** Start Provided records **
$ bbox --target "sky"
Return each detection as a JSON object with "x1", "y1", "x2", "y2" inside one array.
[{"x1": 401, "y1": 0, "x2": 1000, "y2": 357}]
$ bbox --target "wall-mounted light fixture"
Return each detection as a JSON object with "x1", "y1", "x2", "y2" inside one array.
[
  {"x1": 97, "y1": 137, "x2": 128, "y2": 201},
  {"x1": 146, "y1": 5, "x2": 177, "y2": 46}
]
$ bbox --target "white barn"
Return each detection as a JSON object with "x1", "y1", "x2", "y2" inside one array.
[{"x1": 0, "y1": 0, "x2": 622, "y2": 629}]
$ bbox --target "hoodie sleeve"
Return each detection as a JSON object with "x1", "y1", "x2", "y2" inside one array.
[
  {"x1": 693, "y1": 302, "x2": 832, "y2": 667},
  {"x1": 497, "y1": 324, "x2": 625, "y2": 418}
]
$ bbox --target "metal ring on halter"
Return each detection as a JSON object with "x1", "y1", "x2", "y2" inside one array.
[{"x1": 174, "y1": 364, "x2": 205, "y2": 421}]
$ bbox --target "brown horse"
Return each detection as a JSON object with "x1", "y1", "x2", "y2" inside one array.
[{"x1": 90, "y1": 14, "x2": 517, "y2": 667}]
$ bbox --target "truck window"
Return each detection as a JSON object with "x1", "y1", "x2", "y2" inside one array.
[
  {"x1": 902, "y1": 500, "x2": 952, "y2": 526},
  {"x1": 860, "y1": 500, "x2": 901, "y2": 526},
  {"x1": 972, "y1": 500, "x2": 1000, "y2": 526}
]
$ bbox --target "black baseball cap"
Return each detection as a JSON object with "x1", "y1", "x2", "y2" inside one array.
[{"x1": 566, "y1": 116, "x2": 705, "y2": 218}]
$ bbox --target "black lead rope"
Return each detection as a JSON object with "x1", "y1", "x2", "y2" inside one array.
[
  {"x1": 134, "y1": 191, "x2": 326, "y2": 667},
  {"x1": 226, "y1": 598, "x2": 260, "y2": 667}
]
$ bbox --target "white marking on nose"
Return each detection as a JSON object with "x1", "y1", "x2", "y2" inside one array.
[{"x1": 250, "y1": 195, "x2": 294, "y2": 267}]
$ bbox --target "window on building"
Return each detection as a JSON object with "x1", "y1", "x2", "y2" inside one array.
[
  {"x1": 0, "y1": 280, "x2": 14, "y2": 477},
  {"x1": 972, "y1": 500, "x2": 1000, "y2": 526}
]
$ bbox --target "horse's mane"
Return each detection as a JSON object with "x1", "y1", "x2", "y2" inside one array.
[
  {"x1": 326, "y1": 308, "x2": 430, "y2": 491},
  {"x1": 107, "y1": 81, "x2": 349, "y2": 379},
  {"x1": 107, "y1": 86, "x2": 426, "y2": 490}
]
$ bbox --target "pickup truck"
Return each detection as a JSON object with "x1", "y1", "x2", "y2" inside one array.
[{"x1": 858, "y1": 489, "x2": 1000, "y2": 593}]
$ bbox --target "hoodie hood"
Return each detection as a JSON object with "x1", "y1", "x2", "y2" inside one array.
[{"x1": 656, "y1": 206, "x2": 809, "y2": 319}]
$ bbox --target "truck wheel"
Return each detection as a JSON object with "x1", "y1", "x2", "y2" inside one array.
** End Provided records **
* _Exercise directions_
Reproduce every entry shown above, precisely as it stands.

* _Right answer_
$ bbox --target "sky"
Return each detection as a JSON object with "x1", "y1", "x2", "y2" inside one array.
[{"x1": 401, "y1": 0, "x2": 1000, "y2": 357}]
$ bbox --target "wall-mounted light fixture"
Return each detection as a JSON object with "x1", "y1", "x2", "y2" inside one array.
[
  {"x1": 97, "y1": 137, "x2": 128, "y2": 201},
  {"x1": 146, "y1": 5, "x2": 177, "y2": 46}
]
$ bbox --target "white barn"
Return each detection as a JSON object with "x1", "y1", "x2", "y2" inside one array.
[{"x1": 0, "y1": 0, "x2": 622, "y2": 629}]
$ bbox --target "hoodie sleeve"
Return each detection as a JSON object with "x1", "y1", "x2", "y2" inside one array.
[
  {"x1": 693, "y1": 302, "x2": 832, "y2": 667},
  {"x1": 497, "y1": 324, "x2": 625, "y2": 418}
]
$ bbox --target "metal ring on halter"
Return each detection as a JSON object with "x1", "y1", "x2", "y2" inside one array.
[{"x1": 174, "y1": 364, "x2": 205, "y2": 421}]
$ bbox --target "brown horse"
Return each detection as a JSON object with "x1", "y1", "x2", "y2" inside one array.
[{"x1": 90, "y1": 14, "x2": 517, "y2": 667}]
$ bbox --target "truck window"
Return each detection as a JSON object with "x1", "y1", "x2", "y2" inside one array.
[
  {"x1": 902, "y1": 500, "x2": 952, "y2": 526},
  {"x1": 860, "y1": 500, "x2": 901, "y2": 526},
  {"x1": 972, "y1": 500, "x2": 1000, "y2": 526}
]
$ bbox --target "black baseball cap"
Return each detection as a JSON object with "x1", "y1", "x2", "y2" inside one array.
[{"x1": 566, "y1": 116, "x2": 705, "y2": 218}]
$ bbox --target "black lead rope"
Return each detection as a JSON object with "x1", "y1", "x2", "y2" inside one array.
[
  {"x1": 134, "y1": 191, "x2": 326, "y2": 667},
  {"x1": 226, "y1": 598, "x2": 260, "y2": 667}
]
$ bbox --target "white marking on nose"
Return each detection as a JSON object with "x1", "y1", "x2", "y2" inside one array.
[{"x1": 250, "y1": 195, "x2": 294, "y2": 267}]
$ bbox --target "window on building"
Return each detection as a JSON object with "x1", "y1", "x2", "y2" inside one array.
[
  {"x1": 0, "y1": 280, "x2": 14, "y2": 477},
  {"x1": 972, "y1": 500, "x2": 1000, "y2": 526}
]
$ bbox --target "horse's mane"
Return each detection as a JSON object with "x1", "y1", "x2", "y2" inside one array.
[
  {"x1": 326, "y1": 308, "x2": 430, "y2": 491},
  {"x1": 107, "y1": 81, "x2": 349, "y2": 379},
  {"x1": 107, "y1": 86, "x2": 426, "y2": 490}
]
$ bbox --target "pickup truck"
Return each detection as a JSON object with "x1", "y1", "x2", "y2" inside one array.
[{"x1": 858, "y1": 489, "x2": 1000, "y2": 593}]
$ bbox --target "hoodie hood"
Return each detection as a JSON object with "x1", "y1", "x2", "y2" inside one array.
[{"x1": 656, "y1": 206, "x2": 809, "y2": 319}]
$ bbox --target "truck wheel"
Return each detection as a JSON object with "x1", "y1", "x2", "y2" inside one array.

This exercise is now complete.